§ **Exercise material**
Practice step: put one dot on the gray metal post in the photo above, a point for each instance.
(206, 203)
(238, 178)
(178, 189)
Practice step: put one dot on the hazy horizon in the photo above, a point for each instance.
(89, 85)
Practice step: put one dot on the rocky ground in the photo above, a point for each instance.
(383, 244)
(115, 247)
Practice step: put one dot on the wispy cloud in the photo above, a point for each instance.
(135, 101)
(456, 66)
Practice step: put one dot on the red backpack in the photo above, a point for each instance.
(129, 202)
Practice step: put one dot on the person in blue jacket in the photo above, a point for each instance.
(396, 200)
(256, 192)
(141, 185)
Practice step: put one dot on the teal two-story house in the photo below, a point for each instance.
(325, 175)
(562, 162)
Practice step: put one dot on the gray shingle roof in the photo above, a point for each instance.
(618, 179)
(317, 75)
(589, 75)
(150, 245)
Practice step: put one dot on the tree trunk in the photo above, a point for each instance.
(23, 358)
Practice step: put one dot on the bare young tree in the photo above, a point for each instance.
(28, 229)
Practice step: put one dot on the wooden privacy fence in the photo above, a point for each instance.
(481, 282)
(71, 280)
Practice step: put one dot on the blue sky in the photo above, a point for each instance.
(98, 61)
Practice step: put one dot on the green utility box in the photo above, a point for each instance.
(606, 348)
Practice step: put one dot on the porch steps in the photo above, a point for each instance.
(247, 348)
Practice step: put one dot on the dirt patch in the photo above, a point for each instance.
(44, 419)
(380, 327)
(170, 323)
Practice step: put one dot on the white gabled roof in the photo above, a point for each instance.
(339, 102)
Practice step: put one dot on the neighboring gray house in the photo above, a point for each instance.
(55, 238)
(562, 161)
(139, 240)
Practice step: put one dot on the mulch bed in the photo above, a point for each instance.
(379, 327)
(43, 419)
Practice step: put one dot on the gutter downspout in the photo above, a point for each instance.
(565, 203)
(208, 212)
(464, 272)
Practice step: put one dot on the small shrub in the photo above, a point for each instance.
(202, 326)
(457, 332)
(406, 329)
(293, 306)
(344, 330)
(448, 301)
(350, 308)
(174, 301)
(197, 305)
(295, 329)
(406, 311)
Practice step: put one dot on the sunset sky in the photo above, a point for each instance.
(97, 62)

§ **Requirement**
Nothing should be changed: write out all of the data as is.

§ **Output for this exercise**
Practice step: put one dot on the gray metal post in the photo above, a point for each instance.
(206, 203)
(238, 178)
(178, 189)
Practice step: put one dot on the hazy horizon in the photo above, a point for each instance.
(89, 85)
Practice step: put one dot on the rocky ground in the photo above, a point for each instance.
(383, 244)
(115, 247)
Practice step: put one dot on the wispy cloud in the photo above, a point for each instance.
(135, 101)
(456, 66)
Practice step: put one dot on the red backpack in the photo above, a point for each instance.
(129, 202)
Practice step: put one dot on the person in blue jacket in the photo above, a point for each instance.
(396, 200)
(256, 192)
(141, 185)
Practice step: put one dot on the teal two-story house in the photo below, a point for each instance.
(325, 175)
(562, 162)
Practice step: put one dot on the gray shingle roof in the photo above, a point for each instance.
(618, 179)
(317, 75)
(589, 75)
(150, 245)
Practice step: put one dot on the tree trunk in the photo above, a point for each instance.
(23, 358)
Practice step: put one dot on the bare young tree in the photo above, a point for each instance.
(28, 229)
Practice step: put one dot on the wooden privacy fence in the photo above, a point for each instance.
(481, 282)
(71, 280)
Practice step: put one dot on the blue sky in the photo above, a point for each instance.
(98, 61)
Practice step: put one dot on the green utility box in the photo above, a point for each instance.
(606, 348)
Practice step: put one dot on the porch steps in the photo above, a point for each instance.
(247, 348)
Practice step: put one dot on the dirt patch in the photo above, a point for each instance.
(44, 419)
(380, 327)
(170, 323)
Practice step: put one dot on the white gabled roof in the photo above, a point for each instance.
(339, 102)
Practice step: put one dot on the neighboring gray house in the photo above, a point for each instance.
(55, 238)
(562, 161)
(139, 240)
Practice step: put one dot on the mulch bed in the photo above, a point for each instance.
(379, 327)
(43, 419)
Practice step: put one dot on the gutter downspout in the photo above, a point for each instance.
(565, 203)
(208, 212)
(464, 272)
Practice step: put one dot on the small shrub in the photo above, a point for each instance.
(202, 326)
(457, 332)
(406, 329)
(293, 306)
(344, 330)
(448, 301)
(350, 308)
(174, 301)
(197, 305)
(295, 329)
(406, 311)
Practice step: put one dot on the sunset sky in the photo above, a point for each instance.
(97, 62)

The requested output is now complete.